TEXT PROVIDED:

I have been working on the code on this branch for some time, and I believe
it is in a good state to merge now. It is mostly new code, and if nothing
attempts to use EC, none of the EC code paths will be executed.

+1 to merge from me.

Stephen.

On Wed, Apr 6, 2022 at 7:11 AM Uma gangumalla <umamah...@apache.org> wrote:

> =====Few Edits Below===================
>
> Dear Ozone Devs,
>
> As you may know, we have been actively developing Ozone Erasure Coding
> support in a separate branch HDDS-3816-ec.
>
> We have finished the development of EC key write and read functionality.
> The support of offline recovery( Recovering replica from node loss) will be
> part of second phase work.
>
> Since the code has already grown and increasingly started seeing merge
> complications, we would like to merge the current EC branch into master.
>
> We filed the new JIRA(HDDS-6462) for the second phase of work and continued
> the offline recovery work there. (we have uploaded the design doc there)

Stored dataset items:
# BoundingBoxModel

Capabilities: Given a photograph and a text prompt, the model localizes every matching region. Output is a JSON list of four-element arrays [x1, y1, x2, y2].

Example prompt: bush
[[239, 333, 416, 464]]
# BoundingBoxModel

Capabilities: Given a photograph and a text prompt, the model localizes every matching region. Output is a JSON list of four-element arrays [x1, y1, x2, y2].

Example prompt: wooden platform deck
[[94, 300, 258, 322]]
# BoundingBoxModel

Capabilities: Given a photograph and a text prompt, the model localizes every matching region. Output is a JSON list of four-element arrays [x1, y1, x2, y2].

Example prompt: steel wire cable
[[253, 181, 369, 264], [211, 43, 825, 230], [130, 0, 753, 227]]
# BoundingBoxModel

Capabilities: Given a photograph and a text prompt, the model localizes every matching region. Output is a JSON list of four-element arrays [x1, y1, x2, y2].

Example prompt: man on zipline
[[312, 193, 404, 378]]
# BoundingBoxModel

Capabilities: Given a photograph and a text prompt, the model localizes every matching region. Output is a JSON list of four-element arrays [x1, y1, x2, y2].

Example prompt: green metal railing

--

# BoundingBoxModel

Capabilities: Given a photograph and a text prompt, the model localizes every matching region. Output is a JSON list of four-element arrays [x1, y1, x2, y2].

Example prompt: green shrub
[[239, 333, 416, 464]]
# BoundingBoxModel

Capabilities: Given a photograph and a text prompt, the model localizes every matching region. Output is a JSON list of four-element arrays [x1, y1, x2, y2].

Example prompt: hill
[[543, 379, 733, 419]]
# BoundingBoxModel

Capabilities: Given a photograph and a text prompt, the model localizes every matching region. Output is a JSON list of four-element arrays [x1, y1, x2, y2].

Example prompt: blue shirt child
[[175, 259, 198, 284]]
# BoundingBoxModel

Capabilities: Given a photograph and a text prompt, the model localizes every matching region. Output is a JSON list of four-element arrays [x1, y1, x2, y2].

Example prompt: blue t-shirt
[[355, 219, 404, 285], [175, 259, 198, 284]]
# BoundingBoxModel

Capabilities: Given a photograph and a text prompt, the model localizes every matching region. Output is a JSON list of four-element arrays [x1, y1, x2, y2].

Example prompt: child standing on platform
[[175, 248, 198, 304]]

* * *

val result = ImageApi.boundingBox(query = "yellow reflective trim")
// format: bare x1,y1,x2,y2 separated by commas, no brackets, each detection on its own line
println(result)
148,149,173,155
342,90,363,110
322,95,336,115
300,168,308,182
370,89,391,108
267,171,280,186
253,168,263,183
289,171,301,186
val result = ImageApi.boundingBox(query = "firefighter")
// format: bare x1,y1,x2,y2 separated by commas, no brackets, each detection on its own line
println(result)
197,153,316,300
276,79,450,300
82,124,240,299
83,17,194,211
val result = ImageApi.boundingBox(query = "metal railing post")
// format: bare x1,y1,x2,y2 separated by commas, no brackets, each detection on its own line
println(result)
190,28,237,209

REQUIREMENTS:
• A. According to the thread, why do the developers want to merge the current EC branch into master now? Answer in one to three sentences.
• B. Extract the passage from the thread between "On Wed, Apr" and "and read functionality.", inclusive.

ANSWERS:
• A. The code on the branch has grown and is increasingly running into merge complications. The developers therefore want to merge the current EC branch into master, with offline recovery continuing as second-phase work under a separate JIRA.

• B.
On Wed, Apr 6, 2022 at 7:11 AM Uma gangumalla <umamah...@apache.org> wrote:

> =====Few Edits Below===================
>
> Dear Ozone Devs,
>
> As you may know, we have been actively developing Ozone Erasure Coding
> support in a separate branch HDDS-3816-ec.
>
> We have finished the development of EC key write and read functionality.